[Study text]:
For most of the project, the web UI was functional but ugly. Default styles, minimal layout, built to work rather than to look at. Once the core pipeline was stable, I redesigned it properly.

Sentinel chat interface

Sentinel dashboard

The palette is deliberate — off-white background, teal accents, Plus Jakarta Sans font. Light and friendly, not the terminal-green hacker aesthetic you’d expect from a security project. The GSP mascot sits in the chat welcome screen, rendered as inline SVG because browsers were inconsistent with image tags.

Chat — the main interface. GSP mascot, task input, clean and minimal.

The dashboard shows everything at a glance. Health cards for every component — system, policy engine, Prompt Guard, Semgrep, Claude planner, conversation analyser, WASM sidecar, Signal, Telegram, email, calendar, sandbox. Each one shows its current status. Below that, session info (risk score, violations, turn count) and metrics with an approval funnel.

Dashboard — component health cards, session state, and metrics.

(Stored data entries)

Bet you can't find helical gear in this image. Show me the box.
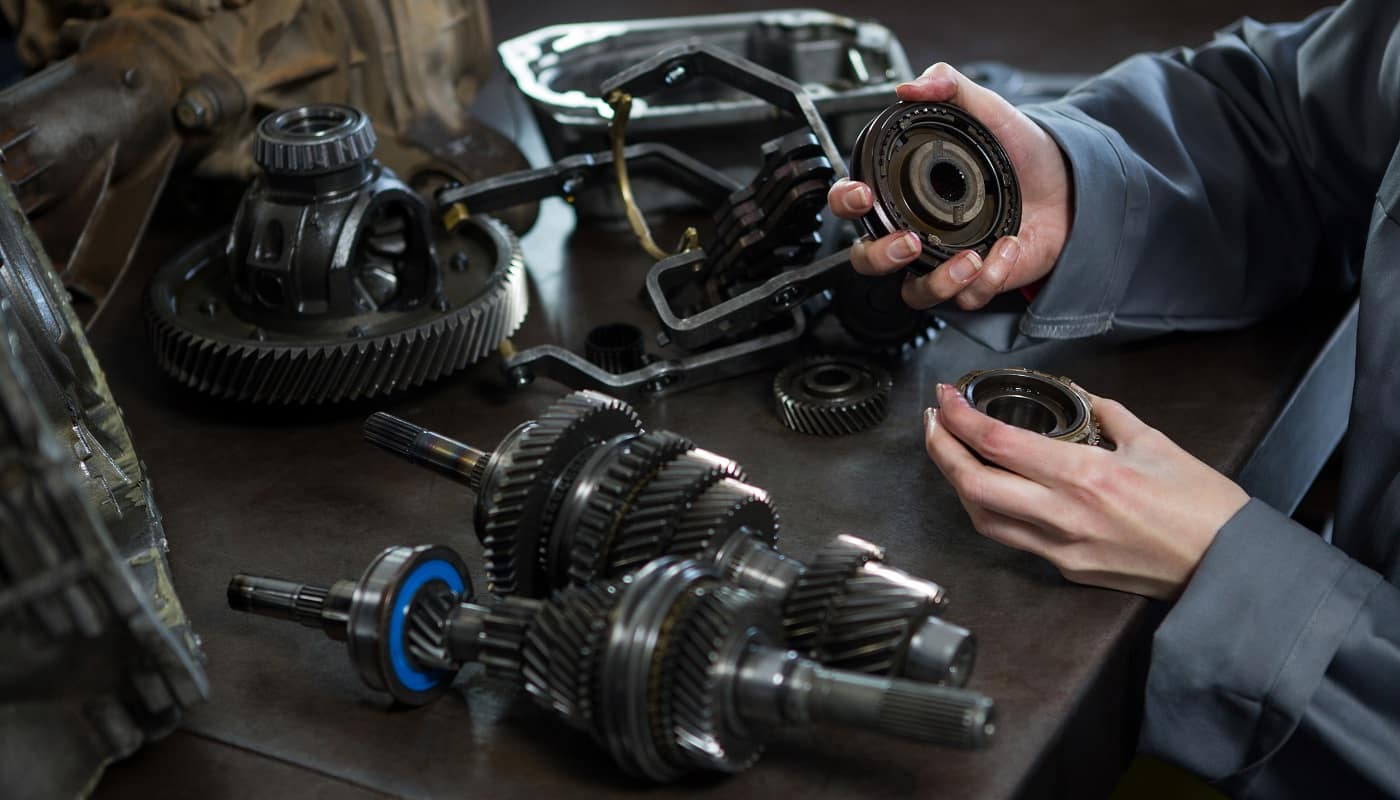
[522,584,619,730]
[773,356,895,436]
[476,391,641,597]
[568,430,694,583]
[609,450,746,573]
[783,537,885,653]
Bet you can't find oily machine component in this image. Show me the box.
[773,356,895,436]
[953,367,1107,446]
[851,102,1021,275]
[365,391,976,685]
[0,164,209,797]
[228,546,995,782]
[0,0,532,318]
[148,105,528,405]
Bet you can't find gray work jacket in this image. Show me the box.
[1021,0,1400,797]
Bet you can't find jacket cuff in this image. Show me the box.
[1140,500,1380,789]
[1021,101,1148,339]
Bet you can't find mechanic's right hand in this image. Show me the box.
[826,63,1072,310]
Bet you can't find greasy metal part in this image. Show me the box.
[228,554,995,782]
[0,0,533,318]
[773,356,895,436]
[0,166,209,797]
[498,10,914,217]
[608,90,699,261]
[584,322,647,375]
[955,367,1105,446]
[148,105,528,405]
[228,545,473,706]
[365,391,974,684]
[851,101,1021,275]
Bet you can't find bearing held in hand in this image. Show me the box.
[851,102,1021,275]
[955,367,1103,444]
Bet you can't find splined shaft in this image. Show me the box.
[364,391,976,685]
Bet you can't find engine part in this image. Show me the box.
[773,356,895,436]
[0,0,532,318]
[584,322,647,375]
[851,102,1021,275]
[228,546,995,780]
[364,391,976,682]
[0,167,209,797]
[498,10,913,217]
[148,105,528,404]
[955,367,1103,446]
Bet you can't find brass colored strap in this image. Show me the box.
[608,91,700,261]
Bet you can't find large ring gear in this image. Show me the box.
[148,105,528,405]
[228,546,995,780]
[365,391,974,684]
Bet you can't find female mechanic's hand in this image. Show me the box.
[826,63,1072,310]
[924,385,1249,600]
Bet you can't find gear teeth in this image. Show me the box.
[477,391,641,597]
[661,586,763,772]
[477,597,543,682]
[146,217,529,405]
[609,448,746,574]
[405,584,461,670]
[812,567,939,675]
[666,478,778,559]
[773,356,895,436]
[522,584,620,730]
[568,430,694,583]
[783,535,885,653]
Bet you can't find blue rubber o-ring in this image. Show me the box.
[389,560,463,692]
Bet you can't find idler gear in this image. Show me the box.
[147,105,528,405]
[228,546,995,780]
[851,102,1021,275]
[773,356,895,436]
[365,391,973,686]
[955,367,1105,446]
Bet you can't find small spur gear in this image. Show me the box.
[773,356,895,436]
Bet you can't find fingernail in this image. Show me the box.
[997,237,1021,265]
[886,231,918,261]
[948,249,981,283]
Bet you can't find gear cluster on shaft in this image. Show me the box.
[228,554,995,780]
[367,391,974,686]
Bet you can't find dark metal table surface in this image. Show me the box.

[Task set]:
A – State whether each statement agrees with the text on the Sentinel interface, answering yes or no and quoting the deciding words: (i) the mascot in the chat welcome screen is rendered with image tags; (ii) the palette uses teal accents; (iii) the session info on the dashboard includes a turn count.
B – Recast the paragraph of the text on the Sentinel interface that begins "The dashboard shows everything at a glance" as a list, keeping its main facts.

[Answer set]:
A –
(i) No: "rendered as inline SVG because browsers were inconsistent with image tags"
(ii) Yes: "off-white background, teal accents, Plus Jakarta Sans font"
(iii) Yes: "session info (risk score, violations, turn count)"

B –
- The dashboard shows everything at a glance.
- Health cards cover every component: system, policy engine, Prompt Guard, Semgrep, Claude planner, conversation analyser, WASM sidecar, Signal, Telegram, email, calendar, and sandbox.
- Each card shows the component's current status.
- Below the cards is session info: risk score, violations, and turn count.
- Metrics with an approval funnel are also shown.